• **Provided text**:
Monday, March 10, 2008

The Work of Dance in the Age of Sacred Lives


We still don’t know what a body can do.
~Spinoza


Christina, queen of Sweden, was about to celebrate her 23 birthday when René Descartes, the 53 years old father of modern philosophy, joined her court in Stockholm. As is only fitting her young age and stature as the most powerful person in Europe, she insisted right away that Descartes will dance in her upcoming spectacular court ballet. When the philosopher boldly refused, she demanded instead that he will write the libretto for the performance. These are the circumstances that led to the composition of Descartes’ last text, The Birth of Peace, a rather strange addition to his oeuvre, constituting his only venture into poetry and politics.

Although the authorship of this text was contested very recently and for the first time by Richard A. Watson, it is difficult not to be struck by the poem itself. In essence, it is nothing less than a condensed reenactment of Hobbes’ Leviathan in verse and dance. The ballet begins with a war of all against all, which reaches its end only after the middle of the ballet, as Pallas, the sovereign - a role danced by Queen Christina herself - enters the stage. The libretto thus praises:

"Thank her for her clemency,
The good designs she has conceived,
And as for the wrongs you have received,
Suffer them patiently,
Because she has power from destiny,
Soon to end the infamy."

Other gods who play secondary roles in the dance are presented as having certain well-known dispositions. For example, Mars loves war while Earth hates it. If these gods acted in opposition to their inclinations - if, all of a sudden, Mars will seek peace while Earth will reject it - they would rightfully be blamed for abandoning their destiny. Nonetheless, Pallas, or Christina, is said to lack such a consistent, or constrictive, nature:

"Pallas alone is one and the same,
Whether in peace, whether in war.
Therefore, none of us should dare,
To check or control her judgment."

This absolute sovereign power is reiterated in the last lines of the poem, where Christina is presented as superior even to the well-grounded checks and balances exercised by the god of Peace and the god of Justice:

"By Pallas, we meant eternal wisdom; to be plain,
Pallas here rules.
Justice and Peace reign with her,
But we have only one Queen and one God."

Probably the most striking moment in the whole spectacle takes place in the penultimate act, performed by the cavaliers, danced by the corpse de ballet. Here is their own song of praise to Pallas:

"It is enough for us to live in a body,
Of which we are the arms. You are the divine flame,
Alone commands all, and we call you the soul.
It is enough for the arms to be only supple and strong."

What image arises from these lines? Nothing other than the frontispiece of the Leviathan: this great monarch whose body is composed from the multitude of the people. This commonwealth now opens its collective mouth and sings together about the glory of the head of state. But here also lies the deconstructive moment of this dance: the corpse de ballet is clearly a representation of the people, which are merely bodies (corpse), like supple and strong arms with no mind of their own. But Pallas, the sovereign, is neither the choreographer nor the spectator, but another dancer, a very physical and present body rather than an ephemeral soul; it is the flesh and bones of Christina herself, jumping and twirling for the enjoyment of all.

• **Data records**:
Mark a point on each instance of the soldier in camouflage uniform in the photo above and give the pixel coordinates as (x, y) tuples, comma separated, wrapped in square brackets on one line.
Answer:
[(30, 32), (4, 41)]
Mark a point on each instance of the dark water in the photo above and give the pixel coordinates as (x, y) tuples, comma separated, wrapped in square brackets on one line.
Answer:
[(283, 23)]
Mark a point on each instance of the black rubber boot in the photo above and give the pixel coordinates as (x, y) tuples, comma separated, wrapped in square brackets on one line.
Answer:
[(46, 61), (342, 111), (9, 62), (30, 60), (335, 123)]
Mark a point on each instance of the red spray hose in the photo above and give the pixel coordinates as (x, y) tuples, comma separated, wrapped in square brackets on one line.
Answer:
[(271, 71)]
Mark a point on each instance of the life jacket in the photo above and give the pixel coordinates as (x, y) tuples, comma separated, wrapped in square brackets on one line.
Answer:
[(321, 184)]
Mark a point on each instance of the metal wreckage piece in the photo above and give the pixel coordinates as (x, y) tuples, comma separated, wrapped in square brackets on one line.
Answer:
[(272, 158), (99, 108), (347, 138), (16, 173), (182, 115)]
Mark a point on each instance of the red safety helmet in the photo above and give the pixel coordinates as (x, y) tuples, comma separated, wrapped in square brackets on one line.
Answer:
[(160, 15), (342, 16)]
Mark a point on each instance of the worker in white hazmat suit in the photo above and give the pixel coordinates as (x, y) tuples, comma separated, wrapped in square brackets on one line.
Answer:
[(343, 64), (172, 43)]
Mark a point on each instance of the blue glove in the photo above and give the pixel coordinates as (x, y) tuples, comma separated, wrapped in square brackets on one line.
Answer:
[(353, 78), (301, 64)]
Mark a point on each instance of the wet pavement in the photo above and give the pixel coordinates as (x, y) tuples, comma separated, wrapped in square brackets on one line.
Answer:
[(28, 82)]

• **Exercises**:
a - Please answer from the post on Descartes' ballet:
(i) How old was Descartes when he joined the court in Stockholm?
(ii) Who contested the authorship of the poem?
(iii) Who danced the role of Pallas?
b - List every real person the post on Descartes' ballet names.
The records are separate material, unrelated to the post on Descartes' ballet.

• **Completed exercise**:
a -
(i) 53 years old
(ii) Richard A. Watson
(iii) Queen Christina herself

b -
Spinoza
Christina, queen of Sweden
René Descartes
Richard A. Watson
Hobbes